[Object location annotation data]
--------------------------------------------------

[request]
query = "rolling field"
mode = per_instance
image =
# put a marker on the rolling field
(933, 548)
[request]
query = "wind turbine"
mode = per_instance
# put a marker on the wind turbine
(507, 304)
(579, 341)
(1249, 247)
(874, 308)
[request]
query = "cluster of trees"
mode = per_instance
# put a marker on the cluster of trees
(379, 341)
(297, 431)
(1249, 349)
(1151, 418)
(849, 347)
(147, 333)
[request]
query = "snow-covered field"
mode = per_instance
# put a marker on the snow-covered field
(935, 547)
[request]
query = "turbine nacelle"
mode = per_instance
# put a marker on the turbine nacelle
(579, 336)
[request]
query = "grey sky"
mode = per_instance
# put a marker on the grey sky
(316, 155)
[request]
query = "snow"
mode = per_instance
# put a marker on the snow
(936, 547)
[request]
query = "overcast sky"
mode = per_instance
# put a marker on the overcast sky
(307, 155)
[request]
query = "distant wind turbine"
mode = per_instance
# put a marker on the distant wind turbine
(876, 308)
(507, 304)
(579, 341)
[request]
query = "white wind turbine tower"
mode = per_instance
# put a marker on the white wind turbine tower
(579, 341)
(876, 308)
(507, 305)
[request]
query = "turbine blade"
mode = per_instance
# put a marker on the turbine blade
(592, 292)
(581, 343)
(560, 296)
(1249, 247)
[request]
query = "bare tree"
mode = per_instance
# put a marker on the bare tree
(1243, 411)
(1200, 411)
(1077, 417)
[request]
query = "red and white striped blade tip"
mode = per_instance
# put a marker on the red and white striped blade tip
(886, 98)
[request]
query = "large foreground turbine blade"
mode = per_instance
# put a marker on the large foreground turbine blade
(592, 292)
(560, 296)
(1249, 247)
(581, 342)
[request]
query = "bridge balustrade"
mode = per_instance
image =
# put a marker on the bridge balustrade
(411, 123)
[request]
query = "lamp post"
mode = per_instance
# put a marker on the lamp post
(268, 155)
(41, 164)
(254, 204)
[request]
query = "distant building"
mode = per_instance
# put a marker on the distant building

--------------------------------------------------

### [EXERCISE DIRECTIONS]
Repeat the listing exactly, from its first line to its last.

### [OUTPUT]
[request]
query = "rolling field"
mode = per_instance
image =
# put a marker on the rolling field
(933, 548)
[request]
query = "wind turbine"
mode = per_instance
# put a marker on the wind turbine
(507, 304)
(579, 341)
(1249, 247)
(874, 308)
[request]
query = "cluster of trees"
mode = per_instance
# put a marker on the cluster of trees
(379, 341)
(297, 431)
(1249, 349)
(1151, 418)
(849, 347)
(147, 333)
[request]
query = "snow-covered field"
mode = per_instance
# put a marker on the snow-covered field
(935, 547)
[request]
query = "turbine nacelle"
mode = per_instance
# put a marker on the turbine nacelle
(579, 336)
[request]
query = "grey sky"
mode = per_instance
# put a marker on the grey sky
(316, 155)
[request]
query = "snow"
mode = per_instance
# put a marker on the snow
(936, 547)
[request]
query = "overcast sky"
mode = per_instance
# put a marker on the overcast sky
(307, 155)
[request]
query = "distant wind turbine"
mode = per_instance
# put a marker on the distant wind turbine
(876, 308)
(507, 304)
(579, 341)
[request]
query = "white wind turbine tower"
mode = per_instance
# put a marker on the white wind turbine tower
(579, 341)
(876, 308)
(507, 305)
[request]
query = "turbine blade"
mode = per_instance
# put a marker on the turbine blade
(592, 292)
(581, 343)
(560, 296)
(1249, 247)
[request]
query = "bare tree"
mode = per_instance
# put a marker on the bare tree
(1243, 411)
(1200, 411)
(1077, 417)
[request]
query = "red and white striped blade tip"
mode = per_instance
# put a marker on the red and white striped blade tip
(886, 98)
[request]
query = "large foreground turbine blade"
mode = per_instance
# put a marker on the large foreground turbine blade
(592, 292)
(560, 296)
(1249, 247)
(581, 342)
[request]
query = "bridge balustrade"
mode = per_instance
image =
# put a marker on the bridge balustrade
(411, 123)
[request]
query = "lamp post"
mode = per_instance
# put a marker on the lamp post
(268, 155)
(41, 164)
(254, 204)
[request]
query = "distant building"
mode = per_instance
# put a marker on the distant building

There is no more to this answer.